◆ **Natural language region descriptions**
--------------------------------
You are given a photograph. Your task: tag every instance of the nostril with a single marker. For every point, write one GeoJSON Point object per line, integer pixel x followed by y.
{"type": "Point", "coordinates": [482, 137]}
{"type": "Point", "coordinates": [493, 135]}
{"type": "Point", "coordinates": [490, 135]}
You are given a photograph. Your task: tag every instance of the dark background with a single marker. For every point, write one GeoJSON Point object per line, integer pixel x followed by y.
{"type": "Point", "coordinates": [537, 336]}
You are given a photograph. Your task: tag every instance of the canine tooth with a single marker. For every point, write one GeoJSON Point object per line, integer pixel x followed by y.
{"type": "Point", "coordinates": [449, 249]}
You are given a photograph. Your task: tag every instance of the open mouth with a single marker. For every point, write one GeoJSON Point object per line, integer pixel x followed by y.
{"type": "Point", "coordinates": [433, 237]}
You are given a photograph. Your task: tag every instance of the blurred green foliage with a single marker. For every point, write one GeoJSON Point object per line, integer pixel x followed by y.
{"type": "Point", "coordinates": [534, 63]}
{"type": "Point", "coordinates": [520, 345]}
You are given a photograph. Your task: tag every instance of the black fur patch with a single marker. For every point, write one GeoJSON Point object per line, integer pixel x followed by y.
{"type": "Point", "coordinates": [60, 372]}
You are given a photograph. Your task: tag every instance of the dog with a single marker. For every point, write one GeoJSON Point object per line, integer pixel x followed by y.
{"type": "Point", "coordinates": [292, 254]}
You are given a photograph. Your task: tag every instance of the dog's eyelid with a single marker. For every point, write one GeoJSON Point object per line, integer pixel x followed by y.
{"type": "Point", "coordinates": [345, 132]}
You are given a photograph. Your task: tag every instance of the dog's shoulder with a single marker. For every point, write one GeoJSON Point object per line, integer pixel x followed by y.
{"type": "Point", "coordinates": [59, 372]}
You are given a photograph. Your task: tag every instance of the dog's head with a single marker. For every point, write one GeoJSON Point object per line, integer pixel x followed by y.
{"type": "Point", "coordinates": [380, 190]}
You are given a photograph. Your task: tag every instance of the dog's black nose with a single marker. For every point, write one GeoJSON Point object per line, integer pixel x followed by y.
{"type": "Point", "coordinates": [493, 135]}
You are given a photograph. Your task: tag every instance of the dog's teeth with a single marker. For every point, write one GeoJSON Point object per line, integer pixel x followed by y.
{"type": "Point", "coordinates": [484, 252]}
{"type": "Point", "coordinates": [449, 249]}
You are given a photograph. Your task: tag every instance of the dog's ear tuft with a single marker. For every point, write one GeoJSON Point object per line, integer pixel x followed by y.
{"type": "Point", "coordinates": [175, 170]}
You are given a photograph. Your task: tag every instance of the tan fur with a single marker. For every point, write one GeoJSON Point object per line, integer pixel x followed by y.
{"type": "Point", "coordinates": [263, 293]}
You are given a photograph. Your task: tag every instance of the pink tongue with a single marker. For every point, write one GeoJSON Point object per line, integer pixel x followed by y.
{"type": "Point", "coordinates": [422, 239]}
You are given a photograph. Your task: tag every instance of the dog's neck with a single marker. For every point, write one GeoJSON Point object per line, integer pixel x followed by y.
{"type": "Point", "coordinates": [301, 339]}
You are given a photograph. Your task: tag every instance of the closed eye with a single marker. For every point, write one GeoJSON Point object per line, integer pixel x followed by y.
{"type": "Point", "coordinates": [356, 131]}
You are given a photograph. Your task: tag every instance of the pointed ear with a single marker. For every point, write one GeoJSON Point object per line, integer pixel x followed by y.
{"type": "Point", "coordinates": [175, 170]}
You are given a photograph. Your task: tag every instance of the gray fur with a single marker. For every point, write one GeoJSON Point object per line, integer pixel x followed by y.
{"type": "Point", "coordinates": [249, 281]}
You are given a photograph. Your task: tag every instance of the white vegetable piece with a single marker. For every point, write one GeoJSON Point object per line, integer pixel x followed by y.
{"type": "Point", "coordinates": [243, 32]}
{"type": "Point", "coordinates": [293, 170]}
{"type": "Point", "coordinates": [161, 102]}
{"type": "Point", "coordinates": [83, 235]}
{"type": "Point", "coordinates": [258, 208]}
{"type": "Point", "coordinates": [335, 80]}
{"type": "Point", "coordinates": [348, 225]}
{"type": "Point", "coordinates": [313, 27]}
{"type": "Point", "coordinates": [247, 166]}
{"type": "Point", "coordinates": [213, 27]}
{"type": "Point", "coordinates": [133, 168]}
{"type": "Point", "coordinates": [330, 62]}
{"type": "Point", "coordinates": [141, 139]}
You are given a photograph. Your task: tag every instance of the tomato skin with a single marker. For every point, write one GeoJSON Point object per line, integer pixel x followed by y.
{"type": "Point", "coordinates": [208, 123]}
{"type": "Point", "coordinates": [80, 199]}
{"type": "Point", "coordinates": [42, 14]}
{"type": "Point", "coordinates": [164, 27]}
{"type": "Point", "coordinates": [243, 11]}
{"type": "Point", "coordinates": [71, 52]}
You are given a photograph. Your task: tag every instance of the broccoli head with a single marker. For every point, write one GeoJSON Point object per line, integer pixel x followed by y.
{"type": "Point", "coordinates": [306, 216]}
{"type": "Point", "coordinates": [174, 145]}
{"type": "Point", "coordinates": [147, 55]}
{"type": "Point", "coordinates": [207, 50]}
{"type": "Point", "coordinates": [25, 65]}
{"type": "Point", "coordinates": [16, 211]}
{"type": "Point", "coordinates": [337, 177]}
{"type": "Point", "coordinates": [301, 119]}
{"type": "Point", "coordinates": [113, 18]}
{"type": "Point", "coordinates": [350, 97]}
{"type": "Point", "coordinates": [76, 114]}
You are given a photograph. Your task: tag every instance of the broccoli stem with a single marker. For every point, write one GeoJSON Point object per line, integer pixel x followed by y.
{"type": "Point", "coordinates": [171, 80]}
--------------------------------
◆ **PROBLEM TO WORK ON**
Please transcribe all of the data above exactly.

◆ **EXERCISE RESULT**
You are given a photograph. Your task: tag every instance of the nostril with a single marker. For every point, write one GeoJSON Point object per line, integer pixel x followed by y.
{"type": "Point", "coordinates": [482, 137]}
{"type": "Point", "coordinates": [493, 135]}
{"type": "Point", "coordinates": [490, 135]}
You are given a photograph. Your task: tag every instance of the dark background with a single marker. For every point, write one GeoJSON Point object per line, integer pixel x followed by y.
{"type": "Point", "coordinates": [537, 336]}
You are given a photograph. Your task: tag every instance of the canine tooth with a single marker. For every point, write one GeoJSON Point object per line, integer pixel x followed by y.
{"type": "Point", "coordinates": [449, 249]}
You are given a photograph. Your task: tag every instance of the open mouth with a single marker. For every point, write one GeoJSON Point object per line, integer pixel x followed by y.
{"type": "Point", "coordinates": [433, 237]}
You are given a photograph. Your task: tag every instance of the blurred green foliage with a single marker. For every point, write one GeoJSON Point object per line, integer pixel x followed by y.
{"type": "Point", "coordinates": [534, 63]}
{"type": "Point", "coordinates": [520, 345]}
You are given a photograph. Your task: tag every instance of the black fur patch with a single marker. For every point, write one GeoJSON Point object per line, integer pixel x followed by y.
{"type": "Point", "coordinates": [60, 372]}
You are given a photograph. Your task: tag every instance of the dog with a single marker. For every point, write one GeoJSON Point object per line, integer pixel x followed by y.
{"type": "Point", "coordinates": [292, 254]}
You are given a photograph. Your task: tag every instance of the dog's eyelid with a single marker. For every point, write one GeoJSON Point object per line, integer pixel x followed by y.
{"type": "Point", "coordinates": [345, 132]}
You are given a photograph. Your task: tag every instance of the dog's shoulder with a single marker. For every point, write one GeoJSON Point object per line, integer pixel x followed by y.
{"type": "Point", "coordinates": [59, 372]}
You are given a photograph. Your task: tag every instance of the dog's head with a single marker. For every point, write one GeoJSON Point object per line, integer pixel x followed by y.
{"type": "Point", "coordinates": [380, 190]}
You are given a photograph. Your task: tag every instance of the dog's black nose with a single marker. For every point, write one GeoJSON Point object per line, integer pixel x followed by y.
{"type": "Point", "coordinates": [493, 135]}
You are given a photograph. Your task: tag every instance of the dog's teeth with a single marker. For every point, write one GeoJSON Point object per line, integer pixel x followed by y.
{"type": "Point", "coordinates": [484, 252]}
{"type": "Point", "coordinates": [449, 249]}
You are given a photograph. Your task: tag every instance of the dog's ear tuft with a single marker. For every point, write one GeoJSON Point object per line, integer pixel x followed by y.
{"type": "Point", "coordinates": [175, 170]}
You are given a photograph. Your task: tag every instance of the tan fur with a single marker. For every point, write one GeoJSON Point object per line, integer pixel x followed by y.
{"type": "Point", "coordinates": [263, 293]}
You are given a photograph. Your task: tag every instance of the pink tongue with a single marker. For every point, write one GeoJSON Point object per line, integer pixel x followed by y.
{"type": "Point", "coordinates": [422, 239]}
You are given a photograph. Your task: tag every instance of the dog's neck with a single marker. For every point, write one GeoJSON Point object per line, integer pixel x followed by y.
{"type": "Point", "coordinates": [301, 339]}
You are given a photograph. Your task: tag every instance of the closed eye with a single marker. For every point, write one GeoJSON Point object per line, integer pixel x followed by y.
{"type": "Point", "coordinates": [356, 131]}
You are given a photograph. Your task: tag every instance of the pointed ear with a single marker. For every point, write one GeoJSON Point object per line, integer pixel x followed by y.
{"type": "Point", "coordinates": [175, 170]}
You are given a photograph. Your task: tag every instance of the gray fur with a single marker. For every point, write one GeoJSON Point object per line, integer pixel x followed by y.
{"type": "Point", "coordinates": [249, 281]}
You are given a photograph. Your task: tag every instance of the white vegetable piece with a single marker. For every point, write one GeoJSON Point object per line, integer pixel x followed by y.
{"type": "Point", "coordinates": [243, 32]}
{"type": "Point", "coordinates": [293, 170]}
{"type": "Point", "coordinates": [161, 102]}
{"type": "Point", "coordinates": [83, 235]}
{"type": "Point", "coordinates": [258, 208]}
{"type": "Point", "coordinates": [335, 80]}
{"type": "Point", "coordinates": [348, 225]}
{"type": "Point", "coordinates": [313, 27]}
{"type": "Point", "coordinates": [247, 166]}
{"type": "Point", "coordinates": [213, 27]}
{"type": "Point", "coordinates": [133, 168]}
{"type": "Point", "coordinates": [330, 62]}
{"type": "Point", "coordinates": [141, 139]}
You are given a photograph. Your task: tag every instance of the tomato skin with a single marker. For every point, write one GeoJSON Point object per line, integer pixel x followed by y.
{"type": "Point", "coordinates": [208, 123]}
{"type": "Point", "coordinates": [80, 199]}
{"type": "Point", "coordinates": [42, 14]}
{"type": "Point", "coordinates": [164, 27]}
{"type": "Point", "coordinates": [243, 11]}
{"type": "Point", "coordinates": [71, 52]}
You are given a photograph. Your task: tag every instance of the broccoli head with a single marker. For every point, write one GeoJSON Point object per line, integer pixel x followed by y.
{"type": "Point", "coordinates": [306, 216]}
{"type": "Point", "coordinates": [174, 145]}
{"type": "Point", "coordinates": [147, 55]}
{"type": "Point", "coordinates": [207, 50]}
{"type": "Point", "coordinates": [25, 65]}
{"type": "Point", "coordinates": [16, 211]}
{"type": "Point", "coordinates": [337, 177]}
{"type": "Point", "coordinates": [301, 119]}
{"type": "Point", "coordinates": [113, 18]}
{"type": "Point", "coordinates": [350, 97]}
{"type": "Point", "coordinates": [76, 114]}
You are given a photograph. Your task: tag every instance of the broccoli stem with a single marker. For every point, write one GeoJSON Point object per line, integer pixel x followed by y.
{"type": "Point", "coordinates": [171, 80]}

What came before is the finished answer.